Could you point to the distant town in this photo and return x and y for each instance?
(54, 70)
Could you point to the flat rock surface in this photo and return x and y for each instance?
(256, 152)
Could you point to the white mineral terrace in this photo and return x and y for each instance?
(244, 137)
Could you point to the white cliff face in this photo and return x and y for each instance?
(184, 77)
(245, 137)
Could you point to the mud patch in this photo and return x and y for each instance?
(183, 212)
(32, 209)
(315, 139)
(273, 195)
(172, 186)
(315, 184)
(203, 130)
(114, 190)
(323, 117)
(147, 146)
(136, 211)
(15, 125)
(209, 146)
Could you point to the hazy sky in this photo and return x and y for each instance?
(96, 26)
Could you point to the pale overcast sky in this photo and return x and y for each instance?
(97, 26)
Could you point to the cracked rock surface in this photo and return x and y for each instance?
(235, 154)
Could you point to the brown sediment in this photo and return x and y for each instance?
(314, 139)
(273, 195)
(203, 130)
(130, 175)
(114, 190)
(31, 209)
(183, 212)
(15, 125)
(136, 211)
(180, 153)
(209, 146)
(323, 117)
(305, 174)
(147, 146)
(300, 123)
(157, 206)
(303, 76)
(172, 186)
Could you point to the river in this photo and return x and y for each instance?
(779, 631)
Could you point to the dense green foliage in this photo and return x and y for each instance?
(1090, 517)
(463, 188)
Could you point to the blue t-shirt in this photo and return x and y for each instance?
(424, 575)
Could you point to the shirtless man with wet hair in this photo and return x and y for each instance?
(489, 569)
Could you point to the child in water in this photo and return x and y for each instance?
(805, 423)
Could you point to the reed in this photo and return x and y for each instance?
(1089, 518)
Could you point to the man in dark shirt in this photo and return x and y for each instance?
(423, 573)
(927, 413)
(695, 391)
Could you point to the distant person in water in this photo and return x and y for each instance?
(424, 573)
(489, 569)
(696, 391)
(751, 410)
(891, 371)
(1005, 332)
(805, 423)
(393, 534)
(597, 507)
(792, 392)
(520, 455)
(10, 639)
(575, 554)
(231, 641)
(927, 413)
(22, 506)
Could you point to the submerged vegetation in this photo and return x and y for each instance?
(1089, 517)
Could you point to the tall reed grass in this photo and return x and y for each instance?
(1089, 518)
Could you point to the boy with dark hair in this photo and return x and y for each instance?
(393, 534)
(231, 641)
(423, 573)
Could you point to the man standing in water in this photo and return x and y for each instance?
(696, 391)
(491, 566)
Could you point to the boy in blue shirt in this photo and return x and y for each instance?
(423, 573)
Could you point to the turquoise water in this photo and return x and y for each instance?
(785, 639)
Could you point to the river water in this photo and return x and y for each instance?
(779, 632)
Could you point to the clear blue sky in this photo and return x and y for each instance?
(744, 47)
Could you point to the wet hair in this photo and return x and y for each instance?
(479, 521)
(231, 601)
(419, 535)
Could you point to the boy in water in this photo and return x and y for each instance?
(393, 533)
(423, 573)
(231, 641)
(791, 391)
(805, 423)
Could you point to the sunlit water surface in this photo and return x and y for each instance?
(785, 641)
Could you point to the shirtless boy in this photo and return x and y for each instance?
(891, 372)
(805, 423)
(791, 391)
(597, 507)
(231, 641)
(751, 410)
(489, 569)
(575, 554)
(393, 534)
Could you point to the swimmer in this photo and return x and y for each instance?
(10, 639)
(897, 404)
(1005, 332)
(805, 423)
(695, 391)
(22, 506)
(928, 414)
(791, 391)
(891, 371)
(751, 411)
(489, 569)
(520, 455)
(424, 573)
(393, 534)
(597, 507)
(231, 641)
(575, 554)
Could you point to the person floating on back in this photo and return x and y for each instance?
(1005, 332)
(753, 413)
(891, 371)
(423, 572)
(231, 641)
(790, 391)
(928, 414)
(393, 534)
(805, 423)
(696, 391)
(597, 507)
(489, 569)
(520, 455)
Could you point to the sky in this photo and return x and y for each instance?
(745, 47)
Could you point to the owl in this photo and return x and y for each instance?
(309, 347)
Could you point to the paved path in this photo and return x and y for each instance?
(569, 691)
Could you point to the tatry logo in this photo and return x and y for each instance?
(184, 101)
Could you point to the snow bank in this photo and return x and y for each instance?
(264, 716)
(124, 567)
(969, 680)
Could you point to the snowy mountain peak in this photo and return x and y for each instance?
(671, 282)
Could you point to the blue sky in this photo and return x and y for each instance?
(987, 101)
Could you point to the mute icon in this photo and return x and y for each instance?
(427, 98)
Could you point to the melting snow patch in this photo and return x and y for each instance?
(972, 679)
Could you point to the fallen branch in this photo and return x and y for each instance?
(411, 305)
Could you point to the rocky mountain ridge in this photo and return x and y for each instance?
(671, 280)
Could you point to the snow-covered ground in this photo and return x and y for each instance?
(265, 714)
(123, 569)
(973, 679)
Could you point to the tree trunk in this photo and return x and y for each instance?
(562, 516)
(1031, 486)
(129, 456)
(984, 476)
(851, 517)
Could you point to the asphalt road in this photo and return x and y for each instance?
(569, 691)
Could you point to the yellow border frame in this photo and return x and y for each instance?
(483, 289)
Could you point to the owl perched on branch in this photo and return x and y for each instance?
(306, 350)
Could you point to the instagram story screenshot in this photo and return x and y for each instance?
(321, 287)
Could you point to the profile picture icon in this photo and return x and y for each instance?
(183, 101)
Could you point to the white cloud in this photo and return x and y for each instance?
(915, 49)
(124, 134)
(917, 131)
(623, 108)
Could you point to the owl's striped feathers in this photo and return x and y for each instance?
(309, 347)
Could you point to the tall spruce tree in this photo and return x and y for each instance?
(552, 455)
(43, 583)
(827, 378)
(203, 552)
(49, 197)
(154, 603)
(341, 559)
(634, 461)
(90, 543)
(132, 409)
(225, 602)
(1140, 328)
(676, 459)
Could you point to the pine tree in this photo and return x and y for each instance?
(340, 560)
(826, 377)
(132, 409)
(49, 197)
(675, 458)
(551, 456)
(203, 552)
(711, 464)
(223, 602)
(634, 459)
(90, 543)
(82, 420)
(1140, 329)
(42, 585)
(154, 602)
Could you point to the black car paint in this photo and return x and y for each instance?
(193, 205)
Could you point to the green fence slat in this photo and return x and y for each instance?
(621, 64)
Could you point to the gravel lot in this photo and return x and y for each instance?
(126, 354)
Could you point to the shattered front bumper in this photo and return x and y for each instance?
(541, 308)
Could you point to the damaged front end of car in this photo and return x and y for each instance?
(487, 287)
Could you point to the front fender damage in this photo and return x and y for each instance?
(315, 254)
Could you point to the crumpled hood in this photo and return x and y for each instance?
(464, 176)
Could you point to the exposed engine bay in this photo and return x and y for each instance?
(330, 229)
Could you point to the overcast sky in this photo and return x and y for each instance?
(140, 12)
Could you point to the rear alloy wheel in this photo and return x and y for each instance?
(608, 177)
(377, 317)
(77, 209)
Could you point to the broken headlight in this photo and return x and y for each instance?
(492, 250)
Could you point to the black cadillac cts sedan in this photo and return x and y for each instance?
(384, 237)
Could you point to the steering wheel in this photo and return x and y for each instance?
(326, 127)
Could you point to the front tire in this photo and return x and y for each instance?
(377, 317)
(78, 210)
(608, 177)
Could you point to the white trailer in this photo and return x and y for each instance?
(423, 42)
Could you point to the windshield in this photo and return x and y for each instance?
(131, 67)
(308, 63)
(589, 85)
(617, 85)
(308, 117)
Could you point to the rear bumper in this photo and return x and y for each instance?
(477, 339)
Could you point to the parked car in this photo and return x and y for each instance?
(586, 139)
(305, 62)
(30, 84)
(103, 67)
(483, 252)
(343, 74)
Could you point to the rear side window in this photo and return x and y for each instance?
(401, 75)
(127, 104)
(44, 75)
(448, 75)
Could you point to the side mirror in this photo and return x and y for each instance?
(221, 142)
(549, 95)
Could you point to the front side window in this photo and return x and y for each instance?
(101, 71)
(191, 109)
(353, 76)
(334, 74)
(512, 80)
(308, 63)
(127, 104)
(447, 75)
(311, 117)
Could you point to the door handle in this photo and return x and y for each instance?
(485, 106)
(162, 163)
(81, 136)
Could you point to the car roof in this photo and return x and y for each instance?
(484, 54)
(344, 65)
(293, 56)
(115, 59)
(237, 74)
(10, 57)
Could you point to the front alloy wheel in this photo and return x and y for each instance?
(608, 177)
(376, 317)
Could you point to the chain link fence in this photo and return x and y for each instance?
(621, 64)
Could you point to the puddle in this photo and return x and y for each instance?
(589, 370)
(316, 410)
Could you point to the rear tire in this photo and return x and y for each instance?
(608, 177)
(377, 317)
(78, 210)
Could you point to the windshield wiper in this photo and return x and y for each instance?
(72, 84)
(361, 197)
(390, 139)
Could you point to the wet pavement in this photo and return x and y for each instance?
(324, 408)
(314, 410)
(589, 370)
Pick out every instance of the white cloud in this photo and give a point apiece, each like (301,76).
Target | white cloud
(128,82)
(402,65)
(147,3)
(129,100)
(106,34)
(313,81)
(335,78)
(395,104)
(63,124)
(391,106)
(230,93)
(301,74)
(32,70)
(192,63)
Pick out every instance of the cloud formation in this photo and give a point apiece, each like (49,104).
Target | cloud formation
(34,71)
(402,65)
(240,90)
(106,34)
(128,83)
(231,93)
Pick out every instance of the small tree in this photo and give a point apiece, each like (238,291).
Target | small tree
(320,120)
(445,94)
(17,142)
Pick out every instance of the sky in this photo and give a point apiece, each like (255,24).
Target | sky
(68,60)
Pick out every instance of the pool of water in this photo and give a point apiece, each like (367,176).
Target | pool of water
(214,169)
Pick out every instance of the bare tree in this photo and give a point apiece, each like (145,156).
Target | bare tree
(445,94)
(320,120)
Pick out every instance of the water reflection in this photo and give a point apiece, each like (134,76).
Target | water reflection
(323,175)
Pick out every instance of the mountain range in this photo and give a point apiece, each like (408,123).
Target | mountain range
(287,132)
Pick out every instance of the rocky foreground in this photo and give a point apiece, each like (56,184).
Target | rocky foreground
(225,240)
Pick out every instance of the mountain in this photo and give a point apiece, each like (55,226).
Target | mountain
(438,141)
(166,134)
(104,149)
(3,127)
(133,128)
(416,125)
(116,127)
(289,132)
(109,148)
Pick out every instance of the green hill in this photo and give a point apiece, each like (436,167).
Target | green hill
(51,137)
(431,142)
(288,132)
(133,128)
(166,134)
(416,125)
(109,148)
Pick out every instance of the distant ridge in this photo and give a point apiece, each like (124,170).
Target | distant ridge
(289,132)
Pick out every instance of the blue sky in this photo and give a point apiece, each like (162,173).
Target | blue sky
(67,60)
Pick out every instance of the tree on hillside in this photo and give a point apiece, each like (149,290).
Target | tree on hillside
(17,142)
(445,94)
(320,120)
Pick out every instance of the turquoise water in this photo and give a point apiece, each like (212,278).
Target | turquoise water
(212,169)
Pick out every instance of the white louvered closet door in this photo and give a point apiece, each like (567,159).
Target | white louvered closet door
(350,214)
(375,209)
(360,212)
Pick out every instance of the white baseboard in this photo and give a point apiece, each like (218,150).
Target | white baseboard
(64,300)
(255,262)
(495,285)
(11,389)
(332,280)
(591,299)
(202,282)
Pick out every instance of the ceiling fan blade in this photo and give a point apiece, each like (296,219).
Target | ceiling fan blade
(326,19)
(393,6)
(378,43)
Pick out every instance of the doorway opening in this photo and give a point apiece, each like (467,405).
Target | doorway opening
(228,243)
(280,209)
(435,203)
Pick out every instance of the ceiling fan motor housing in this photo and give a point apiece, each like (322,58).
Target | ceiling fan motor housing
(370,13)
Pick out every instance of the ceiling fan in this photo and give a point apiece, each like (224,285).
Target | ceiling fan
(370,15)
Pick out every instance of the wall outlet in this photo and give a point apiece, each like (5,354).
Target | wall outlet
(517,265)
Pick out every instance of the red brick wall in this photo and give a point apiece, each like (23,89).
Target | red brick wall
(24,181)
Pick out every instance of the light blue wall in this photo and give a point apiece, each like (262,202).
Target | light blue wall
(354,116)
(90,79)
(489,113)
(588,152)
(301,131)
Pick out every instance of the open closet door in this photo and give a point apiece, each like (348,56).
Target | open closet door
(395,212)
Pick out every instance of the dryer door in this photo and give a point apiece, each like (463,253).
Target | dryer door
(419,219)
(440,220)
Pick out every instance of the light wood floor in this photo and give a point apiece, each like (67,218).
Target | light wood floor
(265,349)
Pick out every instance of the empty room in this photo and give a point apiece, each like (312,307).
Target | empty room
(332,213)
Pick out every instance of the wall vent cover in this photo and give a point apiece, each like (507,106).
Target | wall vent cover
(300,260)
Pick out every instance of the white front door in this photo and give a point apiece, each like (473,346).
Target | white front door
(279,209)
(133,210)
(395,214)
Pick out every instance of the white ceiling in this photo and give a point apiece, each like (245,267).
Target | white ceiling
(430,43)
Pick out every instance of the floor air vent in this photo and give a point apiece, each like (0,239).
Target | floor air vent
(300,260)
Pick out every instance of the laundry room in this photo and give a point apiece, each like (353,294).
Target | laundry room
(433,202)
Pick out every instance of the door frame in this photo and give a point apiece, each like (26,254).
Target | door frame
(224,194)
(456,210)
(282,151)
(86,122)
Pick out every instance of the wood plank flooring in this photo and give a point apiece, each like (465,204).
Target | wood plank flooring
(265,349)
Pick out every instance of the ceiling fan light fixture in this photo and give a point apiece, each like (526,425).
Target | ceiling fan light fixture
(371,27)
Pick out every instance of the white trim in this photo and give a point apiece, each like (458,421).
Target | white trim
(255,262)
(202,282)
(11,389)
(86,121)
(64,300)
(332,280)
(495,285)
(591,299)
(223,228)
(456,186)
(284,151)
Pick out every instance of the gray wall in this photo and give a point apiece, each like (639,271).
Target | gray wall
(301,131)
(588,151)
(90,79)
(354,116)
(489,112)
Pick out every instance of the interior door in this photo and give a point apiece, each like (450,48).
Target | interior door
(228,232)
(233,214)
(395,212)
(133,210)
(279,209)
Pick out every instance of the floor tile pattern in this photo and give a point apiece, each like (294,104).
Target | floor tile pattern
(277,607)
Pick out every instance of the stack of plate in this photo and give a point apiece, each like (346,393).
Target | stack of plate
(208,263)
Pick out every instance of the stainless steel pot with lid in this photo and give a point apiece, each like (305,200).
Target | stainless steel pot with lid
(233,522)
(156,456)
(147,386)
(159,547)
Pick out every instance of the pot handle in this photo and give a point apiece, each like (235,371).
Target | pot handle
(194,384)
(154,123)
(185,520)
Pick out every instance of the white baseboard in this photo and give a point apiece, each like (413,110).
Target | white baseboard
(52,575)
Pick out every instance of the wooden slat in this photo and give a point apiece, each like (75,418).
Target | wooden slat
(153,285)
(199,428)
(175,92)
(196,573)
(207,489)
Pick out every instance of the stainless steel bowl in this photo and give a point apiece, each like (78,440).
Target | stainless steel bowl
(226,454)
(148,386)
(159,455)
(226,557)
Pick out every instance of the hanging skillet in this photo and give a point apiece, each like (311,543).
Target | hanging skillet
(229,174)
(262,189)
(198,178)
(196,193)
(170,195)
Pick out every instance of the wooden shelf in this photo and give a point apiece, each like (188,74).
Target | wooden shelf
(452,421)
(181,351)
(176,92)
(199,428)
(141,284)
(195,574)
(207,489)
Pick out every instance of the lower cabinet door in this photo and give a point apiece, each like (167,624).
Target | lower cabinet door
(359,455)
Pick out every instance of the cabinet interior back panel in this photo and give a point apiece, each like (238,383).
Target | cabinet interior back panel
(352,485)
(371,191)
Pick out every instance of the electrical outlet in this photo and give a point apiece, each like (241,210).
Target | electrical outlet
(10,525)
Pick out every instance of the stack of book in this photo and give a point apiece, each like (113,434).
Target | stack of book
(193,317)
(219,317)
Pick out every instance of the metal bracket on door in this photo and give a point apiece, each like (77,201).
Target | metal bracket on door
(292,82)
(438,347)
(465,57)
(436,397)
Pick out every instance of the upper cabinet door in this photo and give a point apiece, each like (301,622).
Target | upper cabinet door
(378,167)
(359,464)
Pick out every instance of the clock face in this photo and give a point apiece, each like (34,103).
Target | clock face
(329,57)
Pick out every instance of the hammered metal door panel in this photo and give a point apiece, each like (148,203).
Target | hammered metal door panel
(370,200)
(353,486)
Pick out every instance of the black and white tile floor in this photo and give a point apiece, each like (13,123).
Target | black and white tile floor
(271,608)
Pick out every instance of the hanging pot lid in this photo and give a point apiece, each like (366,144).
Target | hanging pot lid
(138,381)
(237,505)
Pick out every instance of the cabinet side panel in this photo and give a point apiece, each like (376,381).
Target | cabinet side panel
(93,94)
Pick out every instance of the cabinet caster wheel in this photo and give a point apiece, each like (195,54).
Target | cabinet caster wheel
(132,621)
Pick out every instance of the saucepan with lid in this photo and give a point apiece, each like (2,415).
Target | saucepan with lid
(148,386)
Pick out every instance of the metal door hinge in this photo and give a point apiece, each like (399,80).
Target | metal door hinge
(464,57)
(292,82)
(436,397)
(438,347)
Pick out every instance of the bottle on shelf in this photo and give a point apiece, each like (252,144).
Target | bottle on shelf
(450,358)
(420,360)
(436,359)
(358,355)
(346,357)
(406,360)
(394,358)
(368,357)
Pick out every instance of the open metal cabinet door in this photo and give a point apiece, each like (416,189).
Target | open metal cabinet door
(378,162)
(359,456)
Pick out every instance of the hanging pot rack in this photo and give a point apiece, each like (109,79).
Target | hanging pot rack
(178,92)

Exercise objective:
Using the entries above, return exactly the lines from the line with "Target | wooden shelf" to the line with "Pick out every instance of the saucepan", counting both of those lines.

Exercise output:
Target | wooden shelf
(452,421)
(181,351)
(176,92)
(199,428)
(141,284)
(195,574)
(207,489)
Pick out every instance of the lower cabinet door in this photo and give a point apiece, each like (167,624).
Target | lower cabinet door
(359,455)
Pick out every instance of the cabinet interior back panel in this photo and give a point apiece, each like (238,383).
Target | cabinet interior back panel
(352,485)
(371,191)
Pick out every instance of the electrical outlet in this photo and give a point apiece, each like (241,210).
Target | electrical outlet
(10,525)
Pick out every instance of the stack of book in this photo and give a point apiece, each like (113,434).
Target | stack of book
(193,317)
(219,317)
Pick out every instance of the metal bracket on door in this photo and give a point apiece, each like (77,201).
Target | metal bracket on door
(292,82)
(438,347)
(465,57)
(436,397)
Pick out every instance of the upper cabinet door in this photo and give a point apiece, each like (301,622).
Target | upper cabinet door
(378,167)
(359,464)
Pick out every instance of the clock face in this photo and give a point apiece, each like (34,103).
Target | clock face
(329,57)
Pick out every instance of the hammered metal door panel in this photo and give a point apiece, each like (148,203).
Target | hammered metal door panel
(370,200)
(353,486)
Pick out every instance of the black and white tile floor in this photo and give a point apiece, each like (13,123).
Target | black and white tile floor
(271,608)
Pick out every instance of the hanging pot lid in this photo and give a point apiece, each like (366,144).
Target | hanging pot lid
(138,381)
(237,505)
Pick out every instance of the cabinet side panel in this photo and give a point apiece, each like (376,381).
Target | cabinet side panel
(93,94)
Pick out every instance of the cabinet caster wheel in this photo and give a point apiece, each like (195,54).
Target | cabinet caster wheel
(132,621)
Pick out every instance of the saucepan with lid in this photo and give a point apiece, each like (2,415).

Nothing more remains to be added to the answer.